• EXERCISE OBJECTIVE: Copy all the entries below exactly, but not the pictures.

• Photo-based referring expression data:
# # # #
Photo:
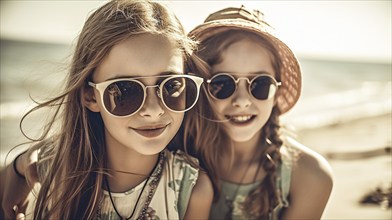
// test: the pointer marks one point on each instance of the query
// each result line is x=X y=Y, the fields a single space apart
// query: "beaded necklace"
x=154 y=176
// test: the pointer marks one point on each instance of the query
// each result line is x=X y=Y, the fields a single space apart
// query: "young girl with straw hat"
x=252 y=78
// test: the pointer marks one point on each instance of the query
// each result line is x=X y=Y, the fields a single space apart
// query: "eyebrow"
x=170 y=72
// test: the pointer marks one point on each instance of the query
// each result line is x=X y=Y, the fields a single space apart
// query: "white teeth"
x=241 y=118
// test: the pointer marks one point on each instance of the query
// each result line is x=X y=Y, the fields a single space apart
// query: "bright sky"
x=349 y=30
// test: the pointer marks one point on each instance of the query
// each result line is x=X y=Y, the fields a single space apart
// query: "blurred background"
x=344 y=113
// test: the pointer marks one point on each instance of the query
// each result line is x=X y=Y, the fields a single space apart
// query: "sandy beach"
x=355 y=152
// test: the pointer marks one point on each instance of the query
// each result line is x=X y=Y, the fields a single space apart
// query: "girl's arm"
x=310 y=187
x=17 y=179
x=201 y=198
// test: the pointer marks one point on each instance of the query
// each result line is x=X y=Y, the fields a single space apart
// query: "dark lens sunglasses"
x=261 y=87
x=124 y=97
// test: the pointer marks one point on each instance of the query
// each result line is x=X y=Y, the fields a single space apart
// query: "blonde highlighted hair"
x=75 y=153
x=206 y=139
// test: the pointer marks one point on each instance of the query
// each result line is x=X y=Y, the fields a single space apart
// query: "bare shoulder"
x=311 y=183
x=201 y=198
x=310 y=165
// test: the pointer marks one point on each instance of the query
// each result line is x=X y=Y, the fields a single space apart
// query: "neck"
x=128 y=168
x=244 y=151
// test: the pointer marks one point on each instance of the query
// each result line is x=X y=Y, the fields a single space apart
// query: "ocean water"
x=333 y=91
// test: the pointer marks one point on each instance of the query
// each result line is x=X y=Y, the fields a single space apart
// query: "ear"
x=89 y=100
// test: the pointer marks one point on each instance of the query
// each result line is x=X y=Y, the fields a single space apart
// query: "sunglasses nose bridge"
x=237 y=81
x=156 y=89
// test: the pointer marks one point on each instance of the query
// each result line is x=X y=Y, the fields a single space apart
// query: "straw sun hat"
x=243 y=19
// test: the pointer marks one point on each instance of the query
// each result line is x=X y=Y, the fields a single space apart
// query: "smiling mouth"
# # # #
• WRITTEN RESPONSE:
Photo:
// test: the pointer marks one point on each instance of the query
// each result line is x=X y=Y, the fields a single space apart
// query: "beaded necklace"
x=154 y=176
// test: the pointer marks one point on each instance of the query
// each result line is x=X y=Y, the fields a single space apart
// query: "young girl with straw hat"
x=252 y=78
// test: the pointer marks one point on each instance of the query
// each result line is x=X y=Y, the fields a single space apart
// query: "eyebrow"
x=170 y=72
// test: the pointer marks one point on each instance of the query
// each result line is x=X y=Y, the fields a single space apart
// query: "white teeth"
x=241 y=118
// test: the pointer marks one point on each instance of the query
// each result line is x=X y=Y, the fields a single space apart
// query: "bright sky"
x=349 y=30
// test: the pointer marks one point on each instance of the query
// each result line is x=X y=Y, the fields a single space apart
// query: "blurred background"
x=344 y=113
// test: the pointer marks one point on each instance of the query
// each result line is x=X y=Y, the fields a single space apart
// query: "sandy beach"
x=355 y=152
// test: the pointer marks one point on each instance of the query
// each result line is x=X y=Y, the fields a single space apart
// query: "girl's arm"
x=310 y=187
x=17 y=179
x=201 y=198
// test: the pointer marks one point on each instance of the query
// each result line is x=X y=Y, the fields a single space apart
// query: "dark lens sunglasses"
x=261 y=87
x=124 y=97
// test: the pointer marks one point on each instance of the query
// each result line is x=X y=Y, the fields a single space apart
// query: "blonde highlighted hair"
x=75 y=153
x=206 y=139
// test: the pointer marks one point on each instance of the query
// each result line is x=X y=Y, the fields a single space apart
// query: "bare shoulder"
x=311 y=183
x=201 y=198
x=310 y=165
// test: the pointer marks one point on each instance of the query
// each result line is x=X y=Y, the fields a single space apart
// query: "neck"
x=128 y=168
x=244 y=151
// test: the pointer marks one point on each instance of the query
// each result line is x=X y=Y, the fields a single space apart
// query: "ocean water"
x=333 y=91
// test: the pointer marks one point on each instance of the query
// each result line is x=X y=Y, the fields a single space apart
// query: "ear"
x=89 y=100
// test: the pointer marks one point on each instance of the query
// each result line is x=X y=Y, the fields a single space apart
// query: "sunglasses nose bridge"
x=237 y=81
x=156 y=89
// test: the pointer marks one point on each instance of the query
// each result line is x=X y=Y, the fields a single space apart
// query: "straw sun hat"
x=243 y=19
// test: the pointer marks one point on each instance of the query
// each result line is x=X y=Y, the fields a single space apart
// query: "smiling mouth"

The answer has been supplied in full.